Which lines of the records below contain the string "bowl"? Find each one and copy it in full.

WORKING DATA ->
■ ■ ■ ■ ■ ■ ■

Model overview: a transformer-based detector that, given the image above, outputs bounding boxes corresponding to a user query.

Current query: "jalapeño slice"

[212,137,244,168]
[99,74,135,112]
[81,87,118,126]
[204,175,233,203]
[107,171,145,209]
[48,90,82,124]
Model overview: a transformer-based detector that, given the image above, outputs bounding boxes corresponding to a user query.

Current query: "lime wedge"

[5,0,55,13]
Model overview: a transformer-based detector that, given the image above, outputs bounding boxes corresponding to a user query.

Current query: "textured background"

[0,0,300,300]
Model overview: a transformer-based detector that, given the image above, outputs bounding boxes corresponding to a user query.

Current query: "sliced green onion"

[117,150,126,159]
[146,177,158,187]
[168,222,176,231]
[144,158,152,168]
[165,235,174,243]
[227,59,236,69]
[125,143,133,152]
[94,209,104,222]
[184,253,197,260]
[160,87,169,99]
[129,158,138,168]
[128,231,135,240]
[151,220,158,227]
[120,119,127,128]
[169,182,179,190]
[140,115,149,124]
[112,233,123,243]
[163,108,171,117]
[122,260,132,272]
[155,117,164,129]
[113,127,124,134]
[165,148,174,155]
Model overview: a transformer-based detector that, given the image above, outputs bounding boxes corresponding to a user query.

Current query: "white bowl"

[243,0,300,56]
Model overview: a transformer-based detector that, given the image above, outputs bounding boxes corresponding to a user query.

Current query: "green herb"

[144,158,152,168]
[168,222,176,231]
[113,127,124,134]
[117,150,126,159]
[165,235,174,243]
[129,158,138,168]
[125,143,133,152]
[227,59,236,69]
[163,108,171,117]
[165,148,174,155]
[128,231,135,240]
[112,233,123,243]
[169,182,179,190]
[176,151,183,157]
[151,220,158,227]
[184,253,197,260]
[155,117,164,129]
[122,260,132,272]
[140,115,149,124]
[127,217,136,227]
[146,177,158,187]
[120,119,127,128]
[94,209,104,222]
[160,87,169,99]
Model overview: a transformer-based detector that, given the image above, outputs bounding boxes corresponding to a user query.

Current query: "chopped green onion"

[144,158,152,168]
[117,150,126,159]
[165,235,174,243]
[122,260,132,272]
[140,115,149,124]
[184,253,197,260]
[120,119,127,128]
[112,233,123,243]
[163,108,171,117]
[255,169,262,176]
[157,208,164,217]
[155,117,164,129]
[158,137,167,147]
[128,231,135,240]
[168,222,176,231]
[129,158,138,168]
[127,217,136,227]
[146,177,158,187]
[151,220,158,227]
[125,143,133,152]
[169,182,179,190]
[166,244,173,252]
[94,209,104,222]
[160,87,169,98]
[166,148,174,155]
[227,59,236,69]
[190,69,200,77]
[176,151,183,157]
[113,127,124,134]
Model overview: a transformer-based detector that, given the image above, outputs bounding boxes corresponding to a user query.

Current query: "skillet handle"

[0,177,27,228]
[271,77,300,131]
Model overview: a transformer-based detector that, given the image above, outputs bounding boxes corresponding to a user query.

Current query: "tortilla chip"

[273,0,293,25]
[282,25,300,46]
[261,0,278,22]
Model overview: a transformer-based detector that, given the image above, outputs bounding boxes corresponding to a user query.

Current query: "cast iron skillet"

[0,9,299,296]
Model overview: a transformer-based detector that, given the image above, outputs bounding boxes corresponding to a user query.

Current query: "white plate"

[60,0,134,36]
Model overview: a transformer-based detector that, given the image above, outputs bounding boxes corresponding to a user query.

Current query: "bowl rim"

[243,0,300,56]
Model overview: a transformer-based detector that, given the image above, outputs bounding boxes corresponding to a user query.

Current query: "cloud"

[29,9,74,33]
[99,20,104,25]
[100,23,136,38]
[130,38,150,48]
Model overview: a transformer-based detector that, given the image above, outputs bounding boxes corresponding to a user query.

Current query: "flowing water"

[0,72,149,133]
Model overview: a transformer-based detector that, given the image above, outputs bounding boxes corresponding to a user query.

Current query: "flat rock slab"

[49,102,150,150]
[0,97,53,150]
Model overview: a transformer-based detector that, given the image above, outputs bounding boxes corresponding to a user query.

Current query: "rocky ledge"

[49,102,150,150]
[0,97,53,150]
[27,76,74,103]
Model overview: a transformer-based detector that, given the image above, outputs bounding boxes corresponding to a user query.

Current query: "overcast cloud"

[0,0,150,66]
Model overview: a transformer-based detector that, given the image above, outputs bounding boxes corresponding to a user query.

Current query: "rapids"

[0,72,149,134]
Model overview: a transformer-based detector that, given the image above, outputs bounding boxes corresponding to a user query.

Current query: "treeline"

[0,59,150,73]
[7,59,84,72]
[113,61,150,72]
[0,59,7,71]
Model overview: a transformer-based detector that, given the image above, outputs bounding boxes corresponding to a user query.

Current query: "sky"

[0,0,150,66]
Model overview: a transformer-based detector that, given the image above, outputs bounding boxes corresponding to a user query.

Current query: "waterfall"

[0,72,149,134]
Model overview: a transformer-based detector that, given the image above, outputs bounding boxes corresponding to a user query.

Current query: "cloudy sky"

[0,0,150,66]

■ ■ ■ ■ ■ ■ ■

IN RESPONSE ->
Current query: "white bowl"
Current query: "bowl rim"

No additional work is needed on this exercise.